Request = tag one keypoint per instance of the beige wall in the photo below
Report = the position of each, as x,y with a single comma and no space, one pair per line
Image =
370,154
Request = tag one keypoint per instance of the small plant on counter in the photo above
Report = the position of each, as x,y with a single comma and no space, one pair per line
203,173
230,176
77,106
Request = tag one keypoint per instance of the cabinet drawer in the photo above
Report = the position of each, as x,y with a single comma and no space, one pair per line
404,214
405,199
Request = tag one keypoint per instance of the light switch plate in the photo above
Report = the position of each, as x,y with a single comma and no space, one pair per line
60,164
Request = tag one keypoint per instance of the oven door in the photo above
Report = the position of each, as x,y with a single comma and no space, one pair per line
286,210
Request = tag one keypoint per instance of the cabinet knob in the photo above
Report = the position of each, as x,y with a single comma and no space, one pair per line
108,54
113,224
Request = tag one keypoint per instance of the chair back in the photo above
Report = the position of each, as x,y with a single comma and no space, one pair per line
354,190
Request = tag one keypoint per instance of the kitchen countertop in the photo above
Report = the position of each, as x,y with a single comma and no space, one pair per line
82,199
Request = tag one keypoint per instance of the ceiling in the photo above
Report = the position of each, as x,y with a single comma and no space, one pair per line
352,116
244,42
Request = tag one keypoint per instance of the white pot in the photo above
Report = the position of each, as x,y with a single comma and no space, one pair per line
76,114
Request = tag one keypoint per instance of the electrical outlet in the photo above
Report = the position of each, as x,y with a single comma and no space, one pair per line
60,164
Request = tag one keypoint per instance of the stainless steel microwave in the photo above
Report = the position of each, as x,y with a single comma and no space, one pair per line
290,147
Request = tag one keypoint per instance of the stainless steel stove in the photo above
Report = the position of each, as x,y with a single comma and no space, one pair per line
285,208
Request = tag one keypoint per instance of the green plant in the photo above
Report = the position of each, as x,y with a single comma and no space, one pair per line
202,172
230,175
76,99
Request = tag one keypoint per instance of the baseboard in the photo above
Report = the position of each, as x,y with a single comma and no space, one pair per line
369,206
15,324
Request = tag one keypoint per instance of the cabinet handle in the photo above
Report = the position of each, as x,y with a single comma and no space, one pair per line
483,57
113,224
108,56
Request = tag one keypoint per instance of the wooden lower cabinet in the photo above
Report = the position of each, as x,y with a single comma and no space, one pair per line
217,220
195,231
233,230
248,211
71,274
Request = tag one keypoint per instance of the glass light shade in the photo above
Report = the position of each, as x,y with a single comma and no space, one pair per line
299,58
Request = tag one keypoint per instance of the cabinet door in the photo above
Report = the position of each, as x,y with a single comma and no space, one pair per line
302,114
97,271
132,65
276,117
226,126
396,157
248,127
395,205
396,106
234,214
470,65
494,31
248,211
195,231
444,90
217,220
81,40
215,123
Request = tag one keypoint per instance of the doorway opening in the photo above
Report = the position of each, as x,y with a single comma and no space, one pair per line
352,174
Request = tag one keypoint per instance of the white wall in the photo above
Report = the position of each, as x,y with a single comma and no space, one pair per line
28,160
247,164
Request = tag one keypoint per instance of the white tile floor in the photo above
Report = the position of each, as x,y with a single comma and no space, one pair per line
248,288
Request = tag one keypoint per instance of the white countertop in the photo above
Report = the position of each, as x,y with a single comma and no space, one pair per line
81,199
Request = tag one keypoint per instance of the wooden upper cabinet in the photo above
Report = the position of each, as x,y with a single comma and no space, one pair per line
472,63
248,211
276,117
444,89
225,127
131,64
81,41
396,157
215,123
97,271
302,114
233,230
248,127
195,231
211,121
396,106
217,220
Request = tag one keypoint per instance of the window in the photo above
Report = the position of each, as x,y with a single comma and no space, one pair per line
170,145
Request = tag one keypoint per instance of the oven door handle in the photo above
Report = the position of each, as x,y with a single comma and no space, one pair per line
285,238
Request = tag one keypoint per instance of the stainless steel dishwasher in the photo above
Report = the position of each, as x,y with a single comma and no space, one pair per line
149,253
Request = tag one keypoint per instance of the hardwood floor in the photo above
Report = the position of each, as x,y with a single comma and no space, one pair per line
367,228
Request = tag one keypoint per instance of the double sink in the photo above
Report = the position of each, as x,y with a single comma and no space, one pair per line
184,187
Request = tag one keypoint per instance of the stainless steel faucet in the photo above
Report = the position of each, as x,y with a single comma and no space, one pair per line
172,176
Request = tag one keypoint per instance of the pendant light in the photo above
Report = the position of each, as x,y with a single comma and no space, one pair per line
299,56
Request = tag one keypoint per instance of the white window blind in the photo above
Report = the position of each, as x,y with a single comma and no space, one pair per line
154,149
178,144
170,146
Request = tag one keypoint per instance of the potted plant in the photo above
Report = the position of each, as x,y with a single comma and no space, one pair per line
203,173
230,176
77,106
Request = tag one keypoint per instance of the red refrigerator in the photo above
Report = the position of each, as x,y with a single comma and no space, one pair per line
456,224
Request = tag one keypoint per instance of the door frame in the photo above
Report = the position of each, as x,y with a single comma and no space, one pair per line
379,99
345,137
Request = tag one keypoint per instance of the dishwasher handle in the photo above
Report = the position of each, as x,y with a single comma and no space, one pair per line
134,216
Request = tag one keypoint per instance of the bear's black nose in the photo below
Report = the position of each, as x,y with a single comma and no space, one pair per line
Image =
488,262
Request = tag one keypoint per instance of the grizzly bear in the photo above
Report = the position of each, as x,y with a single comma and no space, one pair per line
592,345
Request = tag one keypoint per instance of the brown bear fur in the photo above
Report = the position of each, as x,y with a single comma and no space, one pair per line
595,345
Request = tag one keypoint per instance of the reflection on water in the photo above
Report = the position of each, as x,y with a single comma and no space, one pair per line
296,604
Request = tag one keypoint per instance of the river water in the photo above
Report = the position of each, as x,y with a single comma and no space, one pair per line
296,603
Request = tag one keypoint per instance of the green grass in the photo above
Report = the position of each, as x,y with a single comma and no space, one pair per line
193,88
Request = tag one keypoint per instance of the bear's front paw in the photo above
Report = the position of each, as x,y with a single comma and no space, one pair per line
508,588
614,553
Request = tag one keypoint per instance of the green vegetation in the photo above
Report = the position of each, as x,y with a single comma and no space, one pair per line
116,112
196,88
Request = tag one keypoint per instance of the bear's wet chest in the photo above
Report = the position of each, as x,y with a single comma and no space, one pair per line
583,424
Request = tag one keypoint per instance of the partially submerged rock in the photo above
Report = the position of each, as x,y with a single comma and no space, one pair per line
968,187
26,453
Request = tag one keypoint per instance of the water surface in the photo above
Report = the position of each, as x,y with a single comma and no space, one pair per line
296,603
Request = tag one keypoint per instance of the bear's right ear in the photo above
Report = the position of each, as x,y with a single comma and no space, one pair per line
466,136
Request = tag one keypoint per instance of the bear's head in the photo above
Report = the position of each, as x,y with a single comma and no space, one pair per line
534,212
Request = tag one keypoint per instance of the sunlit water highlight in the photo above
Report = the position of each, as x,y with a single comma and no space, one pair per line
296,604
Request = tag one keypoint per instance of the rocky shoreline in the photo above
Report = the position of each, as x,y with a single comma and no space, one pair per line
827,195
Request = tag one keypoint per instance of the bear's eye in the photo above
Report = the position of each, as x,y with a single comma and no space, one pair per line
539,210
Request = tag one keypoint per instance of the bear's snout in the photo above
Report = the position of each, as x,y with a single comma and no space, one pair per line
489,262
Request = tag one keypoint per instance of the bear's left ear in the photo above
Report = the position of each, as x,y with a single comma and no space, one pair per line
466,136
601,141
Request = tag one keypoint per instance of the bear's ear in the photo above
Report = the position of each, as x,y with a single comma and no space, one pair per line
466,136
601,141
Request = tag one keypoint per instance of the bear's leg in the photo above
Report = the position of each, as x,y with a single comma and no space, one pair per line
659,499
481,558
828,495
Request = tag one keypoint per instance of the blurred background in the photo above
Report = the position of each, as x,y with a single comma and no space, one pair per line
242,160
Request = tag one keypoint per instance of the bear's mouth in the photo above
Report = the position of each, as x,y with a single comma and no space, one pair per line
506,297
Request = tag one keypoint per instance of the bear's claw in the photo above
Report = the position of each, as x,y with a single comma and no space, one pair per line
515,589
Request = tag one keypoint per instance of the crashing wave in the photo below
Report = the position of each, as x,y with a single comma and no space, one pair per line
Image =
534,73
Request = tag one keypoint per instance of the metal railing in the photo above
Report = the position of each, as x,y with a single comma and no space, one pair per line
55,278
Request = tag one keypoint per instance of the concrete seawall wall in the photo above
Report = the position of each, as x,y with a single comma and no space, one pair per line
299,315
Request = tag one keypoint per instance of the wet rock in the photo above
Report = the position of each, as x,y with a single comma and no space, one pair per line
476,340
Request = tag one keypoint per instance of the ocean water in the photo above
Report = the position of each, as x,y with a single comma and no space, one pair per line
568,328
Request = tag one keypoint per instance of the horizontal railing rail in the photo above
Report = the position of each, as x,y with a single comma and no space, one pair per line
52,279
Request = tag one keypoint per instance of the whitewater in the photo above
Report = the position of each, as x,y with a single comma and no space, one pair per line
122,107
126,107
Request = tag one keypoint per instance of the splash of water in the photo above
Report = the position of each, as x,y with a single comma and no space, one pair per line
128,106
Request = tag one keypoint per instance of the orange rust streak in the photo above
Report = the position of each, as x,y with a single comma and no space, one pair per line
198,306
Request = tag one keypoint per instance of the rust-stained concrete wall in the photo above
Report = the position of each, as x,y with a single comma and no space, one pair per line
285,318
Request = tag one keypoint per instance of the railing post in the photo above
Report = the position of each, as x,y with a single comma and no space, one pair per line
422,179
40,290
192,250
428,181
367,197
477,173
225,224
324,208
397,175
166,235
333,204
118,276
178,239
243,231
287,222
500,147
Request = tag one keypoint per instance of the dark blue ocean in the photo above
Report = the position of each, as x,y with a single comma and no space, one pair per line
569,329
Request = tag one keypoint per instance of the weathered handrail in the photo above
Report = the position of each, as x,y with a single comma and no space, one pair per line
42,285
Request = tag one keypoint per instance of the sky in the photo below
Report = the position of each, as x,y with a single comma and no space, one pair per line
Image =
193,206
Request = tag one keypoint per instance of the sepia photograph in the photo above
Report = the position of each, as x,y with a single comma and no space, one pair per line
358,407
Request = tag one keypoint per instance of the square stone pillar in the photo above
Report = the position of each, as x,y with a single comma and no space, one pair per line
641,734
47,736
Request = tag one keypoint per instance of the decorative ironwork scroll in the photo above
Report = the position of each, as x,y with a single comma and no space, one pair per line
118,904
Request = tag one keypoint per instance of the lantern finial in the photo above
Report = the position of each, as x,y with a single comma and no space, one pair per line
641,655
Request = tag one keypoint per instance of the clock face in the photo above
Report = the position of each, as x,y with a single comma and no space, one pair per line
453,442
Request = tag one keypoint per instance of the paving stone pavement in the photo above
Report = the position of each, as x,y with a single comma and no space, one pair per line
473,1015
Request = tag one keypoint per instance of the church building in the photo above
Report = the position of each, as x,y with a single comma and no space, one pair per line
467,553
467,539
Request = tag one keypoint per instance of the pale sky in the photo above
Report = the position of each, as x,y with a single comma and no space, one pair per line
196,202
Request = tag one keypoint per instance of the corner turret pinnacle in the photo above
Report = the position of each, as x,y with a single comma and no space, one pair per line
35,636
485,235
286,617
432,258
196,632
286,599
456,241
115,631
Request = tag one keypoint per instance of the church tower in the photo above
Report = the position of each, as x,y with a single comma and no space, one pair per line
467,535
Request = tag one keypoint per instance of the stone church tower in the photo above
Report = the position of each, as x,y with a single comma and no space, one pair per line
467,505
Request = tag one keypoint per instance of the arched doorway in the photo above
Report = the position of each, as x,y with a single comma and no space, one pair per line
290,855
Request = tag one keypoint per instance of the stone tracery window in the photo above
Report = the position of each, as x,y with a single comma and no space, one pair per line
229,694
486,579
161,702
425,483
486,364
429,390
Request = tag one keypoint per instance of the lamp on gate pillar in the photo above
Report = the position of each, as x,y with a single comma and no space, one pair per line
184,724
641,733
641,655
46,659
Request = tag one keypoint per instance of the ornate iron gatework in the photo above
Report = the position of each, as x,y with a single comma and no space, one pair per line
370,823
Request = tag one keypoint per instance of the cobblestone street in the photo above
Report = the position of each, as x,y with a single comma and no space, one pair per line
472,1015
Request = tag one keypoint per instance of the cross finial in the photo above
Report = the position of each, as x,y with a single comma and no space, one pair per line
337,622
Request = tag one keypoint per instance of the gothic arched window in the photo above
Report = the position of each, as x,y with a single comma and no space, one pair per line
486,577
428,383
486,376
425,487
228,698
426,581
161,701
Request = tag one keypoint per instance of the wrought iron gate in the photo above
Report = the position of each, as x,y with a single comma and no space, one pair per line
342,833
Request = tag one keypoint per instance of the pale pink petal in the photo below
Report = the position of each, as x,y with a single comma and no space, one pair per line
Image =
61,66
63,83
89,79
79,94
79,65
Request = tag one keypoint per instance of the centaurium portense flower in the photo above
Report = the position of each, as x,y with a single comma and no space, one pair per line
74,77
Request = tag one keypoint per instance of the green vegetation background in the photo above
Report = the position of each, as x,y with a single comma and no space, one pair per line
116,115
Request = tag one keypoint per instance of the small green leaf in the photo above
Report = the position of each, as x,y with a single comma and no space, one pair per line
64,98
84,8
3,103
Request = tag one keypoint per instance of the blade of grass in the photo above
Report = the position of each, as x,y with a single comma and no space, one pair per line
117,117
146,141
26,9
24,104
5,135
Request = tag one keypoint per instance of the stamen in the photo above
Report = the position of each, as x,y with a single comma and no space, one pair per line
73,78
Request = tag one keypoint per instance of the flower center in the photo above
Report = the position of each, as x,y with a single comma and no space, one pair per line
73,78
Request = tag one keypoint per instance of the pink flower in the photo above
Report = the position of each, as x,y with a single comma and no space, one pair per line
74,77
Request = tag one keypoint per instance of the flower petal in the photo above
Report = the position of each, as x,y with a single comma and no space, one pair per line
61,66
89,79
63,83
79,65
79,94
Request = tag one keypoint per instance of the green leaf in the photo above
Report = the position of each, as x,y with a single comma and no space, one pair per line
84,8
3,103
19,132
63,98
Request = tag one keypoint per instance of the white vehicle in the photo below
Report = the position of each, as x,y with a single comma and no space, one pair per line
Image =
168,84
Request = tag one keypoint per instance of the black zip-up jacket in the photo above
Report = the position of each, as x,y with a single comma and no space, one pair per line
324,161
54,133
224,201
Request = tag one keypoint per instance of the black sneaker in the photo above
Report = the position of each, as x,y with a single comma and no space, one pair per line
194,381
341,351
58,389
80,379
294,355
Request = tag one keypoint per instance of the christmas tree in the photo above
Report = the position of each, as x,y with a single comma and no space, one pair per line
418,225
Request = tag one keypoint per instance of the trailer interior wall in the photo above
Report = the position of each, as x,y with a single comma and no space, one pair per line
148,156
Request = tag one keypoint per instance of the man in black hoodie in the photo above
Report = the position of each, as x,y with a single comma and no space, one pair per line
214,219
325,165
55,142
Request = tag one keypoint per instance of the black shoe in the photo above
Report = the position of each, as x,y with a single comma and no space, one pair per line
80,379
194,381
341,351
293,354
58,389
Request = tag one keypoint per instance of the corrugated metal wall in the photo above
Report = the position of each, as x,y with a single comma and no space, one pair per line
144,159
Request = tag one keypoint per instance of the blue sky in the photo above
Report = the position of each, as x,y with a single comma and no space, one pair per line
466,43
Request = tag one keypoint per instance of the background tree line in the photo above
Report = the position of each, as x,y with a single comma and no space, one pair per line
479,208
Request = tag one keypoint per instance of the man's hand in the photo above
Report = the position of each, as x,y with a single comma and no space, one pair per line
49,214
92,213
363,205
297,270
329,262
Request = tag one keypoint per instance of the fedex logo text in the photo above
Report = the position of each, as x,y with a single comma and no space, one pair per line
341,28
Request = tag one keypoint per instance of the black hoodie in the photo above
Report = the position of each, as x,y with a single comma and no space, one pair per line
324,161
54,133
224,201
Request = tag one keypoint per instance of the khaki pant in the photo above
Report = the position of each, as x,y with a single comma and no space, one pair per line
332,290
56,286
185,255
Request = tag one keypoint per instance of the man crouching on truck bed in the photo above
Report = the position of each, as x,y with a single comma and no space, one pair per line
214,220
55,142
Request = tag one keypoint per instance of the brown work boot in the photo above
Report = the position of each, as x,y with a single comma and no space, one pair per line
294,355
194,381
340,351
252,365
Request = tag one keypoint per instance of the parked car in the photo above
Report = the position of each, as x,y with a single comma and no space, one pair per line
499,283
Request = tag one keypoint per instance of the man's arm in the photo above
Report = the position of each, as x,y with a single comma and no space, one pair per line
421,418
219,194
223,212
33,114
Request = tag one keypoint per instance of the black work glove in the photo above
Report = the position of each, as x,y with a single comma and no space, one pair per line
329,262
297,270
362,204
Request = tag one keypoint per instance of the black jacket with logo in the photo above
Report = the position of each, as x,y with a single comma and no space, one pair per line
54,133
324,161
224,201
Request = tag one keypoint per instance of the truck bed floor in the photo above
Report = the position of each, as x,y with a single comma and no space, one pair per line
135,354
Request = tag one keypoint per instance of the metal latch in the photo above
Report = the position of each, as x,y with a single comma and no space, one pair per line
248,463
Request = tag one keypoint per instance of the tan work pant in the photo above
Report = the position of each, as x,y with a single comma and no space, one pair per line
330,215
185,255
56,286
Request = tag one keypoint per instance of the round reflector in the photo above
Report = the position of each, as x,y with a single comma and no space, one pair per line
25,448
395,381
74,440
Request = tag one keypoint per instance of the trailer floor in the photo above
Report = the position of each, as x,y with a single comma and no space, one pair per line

Task requirements: Repeat, character for character, the lines from the one that holds "Request = tag one keypoint per instance of the black jacket" to the final line of the material, inclusive, and no other lines.

Exercise response:
Request = tag one keypoint per instance of the black jacket with logo in the photo above
Report = the position of each, as x,y with a single comma and no space, one pair per line
54,133
324,161
224,201
Request = tag one keypoint per instance of the truck bed floor in the photo above
Report = the position of each, as x,y with a single comma and no space, one pair per line
135,354
Request = tag one keypoint per instance of the metal latch in the photo above
Report = the position of each, as x,y with a single comma and no space, one pair per line
248,463
Request = tag one keypoint per instance of the tan work pant in the photo above
Report = the position of each, as x,y with a single comma and no space, one pair per line
330,215
185,255
56,286
Request = tag one keypoint per instance of the round reflector in the photo above
Report = the position of each, as x,y with a single comma and no space, one pair per line
25,448
395,381
74,440
Request = tag one keypoint per instance of the trailer floor in the photo above
Report = the position of each, as x,y with a single comma and no space, one pair per line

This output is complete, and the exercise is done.